Provided material:

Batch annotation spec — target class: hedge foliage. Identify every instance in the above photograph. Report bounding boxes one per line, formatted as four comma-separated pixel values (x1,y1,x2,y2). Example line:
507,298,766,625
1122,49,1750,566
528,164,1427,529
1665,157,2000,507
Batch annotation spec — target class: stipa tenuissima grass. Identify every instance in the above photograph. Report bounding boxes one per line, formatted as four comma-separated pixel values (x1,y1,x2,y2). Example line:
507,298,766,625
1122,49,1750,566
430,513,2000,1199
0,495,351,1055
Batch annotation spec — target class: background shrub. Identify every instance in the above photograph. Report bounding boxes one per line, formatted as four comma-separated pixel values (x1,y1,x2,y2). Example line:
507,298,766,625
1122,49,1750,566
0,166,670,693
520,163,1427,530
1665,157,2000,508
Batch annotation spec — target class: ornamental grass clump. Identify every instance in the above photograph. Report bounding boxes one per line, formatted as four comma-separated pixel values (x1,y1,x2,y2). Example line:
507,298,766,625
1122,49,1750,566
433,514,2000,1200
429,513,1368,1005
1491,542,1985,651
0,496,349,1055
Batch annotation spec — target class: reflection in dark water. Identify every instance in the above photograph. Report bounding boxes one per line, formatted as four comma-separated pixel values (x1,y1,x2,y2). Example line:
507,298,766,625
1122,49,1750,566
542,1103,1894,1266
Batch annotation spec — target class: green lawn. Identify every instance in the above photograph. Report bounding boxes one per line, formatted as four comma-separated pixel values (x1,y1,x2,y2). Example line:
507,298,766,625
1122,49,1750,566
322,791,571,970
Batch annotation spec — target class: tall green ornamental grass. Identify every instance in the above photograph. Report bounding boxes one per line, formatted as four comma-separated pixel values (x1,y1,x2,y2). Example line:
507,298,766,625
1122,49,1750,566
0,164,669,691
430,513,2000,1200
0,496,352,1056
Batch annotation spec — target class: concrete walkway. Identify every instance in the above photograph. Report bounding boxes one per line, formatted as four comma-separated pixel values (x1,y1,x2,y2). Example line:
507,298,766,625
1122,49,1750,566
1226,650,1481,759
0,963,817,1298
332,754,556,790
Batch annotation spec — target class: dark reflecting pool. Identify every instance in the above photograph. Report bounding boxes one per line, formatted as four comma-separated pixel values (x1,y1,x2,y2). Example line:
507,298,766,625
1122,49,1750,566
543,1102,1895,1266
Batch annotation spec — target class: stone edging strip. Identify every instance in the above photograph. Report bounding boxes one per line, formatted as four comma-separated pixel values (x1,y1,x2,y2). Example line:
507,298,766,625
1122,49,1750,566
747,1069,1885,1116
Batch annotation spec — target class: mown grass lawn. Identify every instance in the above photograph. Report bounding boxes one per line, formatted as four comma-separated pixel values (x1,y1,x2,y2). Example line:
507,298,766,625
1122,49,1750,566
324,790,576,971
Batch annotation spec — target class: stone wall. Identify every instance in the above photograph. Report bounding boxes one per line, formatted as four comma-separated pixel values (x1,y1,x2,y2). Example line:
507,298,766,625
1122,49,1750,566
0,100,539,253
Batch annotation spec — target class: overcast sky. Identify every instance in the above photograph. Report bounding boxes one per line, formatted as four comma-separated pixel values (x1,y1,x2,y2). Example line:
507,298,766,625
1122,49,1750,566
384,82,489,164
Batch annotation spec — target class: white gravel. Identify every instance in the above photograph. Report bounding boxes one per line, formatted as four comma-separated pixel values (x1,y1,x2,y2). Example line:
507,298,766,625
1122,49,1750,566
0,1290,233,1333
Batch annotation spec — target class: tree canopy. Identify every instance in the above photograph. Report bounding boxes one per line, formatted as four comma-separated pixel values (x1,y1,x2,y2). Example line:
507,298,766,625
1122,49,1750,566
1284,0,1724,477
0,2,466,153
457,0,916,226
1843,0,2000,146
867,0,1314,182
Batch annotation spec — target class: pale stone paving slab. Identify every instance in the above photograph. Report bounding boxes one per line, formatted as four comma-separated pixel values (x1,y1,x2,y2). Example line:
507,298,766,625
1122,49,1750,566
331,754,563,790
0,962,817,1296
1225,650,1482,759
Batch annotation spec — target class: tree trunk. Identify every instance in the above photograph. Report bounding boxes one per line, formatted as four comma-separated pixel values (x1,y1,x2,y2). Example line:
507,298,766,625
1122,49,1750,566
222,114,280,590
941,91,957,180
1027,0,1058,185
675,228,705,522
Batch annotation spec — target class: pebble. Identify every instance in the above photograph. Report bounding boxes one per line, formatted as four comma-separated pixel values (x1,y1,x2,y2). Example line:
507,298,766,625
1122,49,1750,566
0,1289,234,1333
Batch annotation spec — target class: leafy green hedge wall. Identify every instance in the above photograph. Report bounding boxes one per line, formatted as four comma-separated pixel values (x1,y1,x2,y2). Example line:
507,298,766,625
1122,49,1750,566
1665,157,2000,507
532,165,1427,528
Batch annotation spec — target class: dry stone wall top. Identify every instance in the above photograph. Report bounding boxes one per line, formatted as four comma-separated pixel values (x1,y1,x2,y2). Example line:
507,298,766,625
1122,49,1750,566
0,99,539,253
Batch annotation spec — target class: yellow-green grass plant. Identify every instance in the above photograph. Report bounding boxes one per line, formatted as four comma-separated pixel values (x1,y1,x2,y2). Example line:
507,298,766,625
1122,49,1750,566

Exercise prompt: For the records above, state how many lines contain the word "grass". Give only the number.

Result of this task: 5